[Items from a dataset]
-- Opening Marker --

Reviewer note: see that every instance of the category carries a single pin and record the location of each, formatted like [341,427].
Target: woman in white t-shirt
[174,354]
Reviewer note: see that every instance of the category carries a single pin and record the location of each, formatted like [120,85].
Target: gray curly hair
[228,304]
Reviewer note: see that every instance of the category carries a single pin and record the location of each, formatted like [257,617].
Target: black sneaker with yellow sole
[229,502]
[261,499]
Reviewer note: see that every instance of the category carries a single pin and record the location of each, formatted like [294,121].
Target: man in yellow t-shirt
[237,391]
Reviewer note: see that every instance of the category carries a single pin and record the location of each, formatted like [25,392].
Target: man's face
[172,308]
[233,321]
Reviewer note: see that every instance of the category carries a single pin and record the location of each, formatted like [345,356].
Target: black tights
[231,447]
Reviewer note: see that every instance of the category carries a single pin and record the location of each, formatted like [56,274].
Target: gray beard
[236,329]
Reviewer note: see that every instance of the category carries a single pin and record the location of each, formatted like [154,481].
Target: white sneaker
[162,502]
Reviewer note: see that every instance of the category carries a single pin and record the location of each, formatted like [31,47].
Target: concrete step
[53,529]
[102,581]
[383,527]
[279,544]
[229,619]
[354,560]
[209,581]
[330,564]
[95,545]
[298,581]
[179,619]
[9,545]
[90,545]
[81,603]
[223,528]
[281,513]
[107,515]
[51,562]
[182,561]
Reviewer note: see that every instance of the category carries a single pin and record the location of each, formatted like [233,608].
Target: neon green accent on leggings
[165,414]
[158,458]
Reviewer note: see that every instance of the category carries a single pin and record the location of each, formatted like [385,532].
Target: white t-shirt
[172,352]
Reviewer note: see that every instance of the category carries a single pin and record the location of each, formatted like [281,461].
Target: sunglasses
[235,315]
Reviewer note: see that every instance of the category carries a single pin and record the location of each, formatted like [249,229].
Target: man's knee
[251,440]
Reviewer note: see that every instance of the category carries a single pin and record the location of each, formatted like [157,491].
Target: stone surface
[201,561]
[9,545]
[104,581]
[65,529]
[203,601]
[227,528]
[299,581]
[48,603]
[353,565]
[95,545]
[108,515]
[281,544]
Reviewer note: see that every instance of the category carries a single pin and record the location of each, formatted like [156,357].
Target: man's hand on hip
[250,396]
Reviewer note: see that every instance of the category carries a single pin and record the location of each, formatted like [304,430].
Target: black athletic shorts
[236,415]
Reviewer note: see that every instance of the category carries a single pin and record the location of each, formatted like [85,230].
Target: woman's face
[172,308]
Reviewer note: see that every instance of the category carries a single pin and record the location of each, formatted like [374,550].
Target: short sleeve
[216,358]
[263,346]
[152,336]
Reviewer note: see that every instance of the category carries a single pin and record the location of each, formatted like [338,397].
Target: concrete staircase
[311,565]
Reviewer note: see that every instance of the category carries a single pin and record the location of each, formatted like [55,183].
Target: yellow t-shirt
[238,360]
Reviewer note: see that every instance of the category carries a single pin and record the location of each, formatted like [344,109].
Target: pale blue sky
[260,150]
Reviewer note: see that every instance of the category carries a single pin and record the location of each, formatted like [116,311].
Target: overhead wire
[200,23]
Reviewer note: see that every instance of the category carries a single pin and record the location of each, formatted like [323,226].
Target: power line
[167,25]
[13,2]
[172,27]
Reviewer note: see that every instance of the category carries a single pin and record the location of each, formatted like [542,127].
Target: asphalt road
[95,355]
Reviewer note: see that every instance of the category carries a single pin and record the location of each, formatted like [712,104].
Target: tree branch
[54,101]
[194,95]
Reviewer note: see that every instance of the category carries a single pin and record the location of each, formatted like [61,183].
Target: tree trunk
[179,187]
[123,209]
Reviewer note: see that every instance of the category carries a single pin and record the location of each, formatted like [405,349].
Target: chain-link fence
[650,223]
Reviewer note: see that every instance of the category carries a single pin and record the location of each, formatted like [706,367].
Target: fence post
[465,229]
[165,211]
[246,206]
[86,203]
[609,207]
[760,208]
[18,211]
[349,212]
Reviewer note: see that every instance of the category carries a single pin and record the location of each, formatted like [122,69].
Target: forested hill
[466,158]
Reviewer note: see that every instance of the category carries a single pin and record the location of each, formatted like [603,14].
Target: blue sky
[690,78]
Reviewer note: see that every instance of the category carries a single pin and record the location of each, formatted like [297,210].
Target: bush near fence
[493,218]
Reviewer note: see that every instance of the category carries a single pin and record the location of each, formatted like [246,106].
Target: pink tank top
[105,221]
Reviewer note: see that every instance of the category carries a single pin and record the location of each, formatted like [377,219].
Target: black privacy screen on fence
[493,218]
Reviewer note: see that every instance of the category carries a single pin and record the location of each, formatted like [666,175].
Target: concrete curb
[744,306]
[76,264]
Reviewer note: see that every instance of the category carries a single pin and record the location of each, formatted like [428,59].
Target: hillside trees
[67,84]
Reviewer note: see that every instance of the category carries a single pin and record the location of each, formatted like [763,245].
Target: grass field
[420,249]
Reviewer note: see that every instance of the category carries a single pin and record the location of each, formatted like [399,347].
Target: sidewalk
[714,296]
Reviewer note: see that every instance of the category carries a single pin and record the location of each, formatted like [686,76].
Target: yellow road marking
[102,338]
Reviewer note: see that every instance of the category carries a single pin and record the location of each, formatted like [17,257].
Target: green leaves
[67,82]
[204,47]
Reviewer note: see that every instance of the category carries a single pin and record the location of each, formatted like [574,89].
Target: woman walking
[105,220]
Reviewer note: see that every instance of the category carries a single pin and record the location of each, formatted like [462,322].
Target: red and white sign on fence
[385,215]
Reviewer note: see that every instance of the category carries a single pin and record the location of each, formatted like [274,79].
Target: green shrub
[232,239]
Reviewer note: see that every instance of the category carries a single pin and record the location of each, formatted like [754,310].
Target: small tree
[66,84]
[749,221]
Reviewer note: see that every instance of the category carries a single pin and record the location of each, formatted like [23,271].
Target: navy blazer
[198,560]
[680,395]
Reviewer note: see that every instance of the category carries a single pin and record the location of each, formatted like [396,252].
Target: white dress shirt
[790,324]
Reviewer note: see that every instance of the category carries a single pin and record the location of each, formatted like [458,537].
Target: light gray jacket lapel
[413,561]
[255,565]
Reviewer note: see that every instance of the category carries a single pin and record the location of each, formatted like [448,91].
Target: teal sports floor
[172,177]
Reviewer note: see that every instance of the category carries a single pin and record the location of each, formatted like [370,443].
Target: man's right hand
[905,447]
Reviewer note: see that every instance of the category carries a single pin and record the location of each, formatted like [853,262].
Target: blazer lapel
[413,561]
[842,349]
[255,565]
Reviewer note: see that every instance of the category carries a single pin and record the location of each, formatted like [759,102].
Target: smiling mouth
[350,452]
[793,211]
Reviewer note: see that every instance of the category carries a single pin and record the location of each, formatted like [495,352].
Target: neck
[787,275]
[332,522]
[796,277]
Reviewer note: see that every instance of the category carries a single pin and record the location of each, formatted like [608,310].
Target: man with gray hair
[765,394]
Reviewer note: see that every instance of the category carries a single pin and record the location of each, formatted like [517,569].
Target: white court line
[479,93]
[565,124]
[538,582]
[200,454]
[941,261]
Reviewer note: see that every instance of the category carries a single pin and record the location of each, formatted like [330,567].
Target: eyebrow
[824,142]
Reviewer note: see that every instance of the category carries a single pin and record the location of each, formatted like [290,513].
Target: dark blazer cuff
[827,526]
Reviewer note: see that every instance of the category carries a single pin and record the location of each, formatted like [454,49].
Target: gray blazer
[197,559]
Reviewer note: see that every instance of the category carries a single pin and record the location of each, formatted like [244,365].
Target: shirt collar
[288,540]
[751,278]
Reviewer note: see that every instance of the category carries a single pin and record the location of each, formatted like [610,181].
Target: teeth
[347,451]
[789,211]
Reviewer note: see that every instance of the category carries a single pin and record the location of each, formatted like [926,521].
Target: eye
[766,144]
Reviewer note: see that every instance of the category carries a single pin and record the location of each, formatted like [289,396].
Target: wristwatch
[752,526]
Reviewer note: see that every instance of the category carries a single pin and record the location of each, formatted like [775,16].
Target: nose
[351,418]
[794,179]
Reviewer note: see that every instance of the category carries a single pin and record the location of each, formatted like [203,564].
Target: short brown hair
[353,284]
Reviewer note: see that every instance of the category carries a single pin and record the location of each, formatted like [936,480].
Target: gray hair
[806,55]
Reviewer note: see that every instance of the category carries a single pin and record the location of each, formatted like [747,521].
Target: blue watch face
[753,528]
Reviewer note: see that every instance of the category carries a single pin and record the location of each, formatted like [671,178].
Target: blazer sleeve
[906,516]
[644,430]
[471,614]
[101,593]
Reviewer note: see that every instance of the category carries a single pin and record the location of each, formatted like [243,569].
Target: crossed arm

-- Closing Marker --

• [EXERCISE GOAL]:
The lines above from the one containing "Target: short brown hair" through the one containing "formatted like [747,521]." are to be set down exactly, and no others.

• [SOLUTION FOR THIS TASK]:
Target: short brown hair
[353,284]
Reviewer note: see that every instance of the category carries a single pin and record the location of each, formatted like [936,480].
Target: gray hair
[806,55]
Reviewer note: see that every instance of the category carries a single pin and record the location of each, formatted like [747,521].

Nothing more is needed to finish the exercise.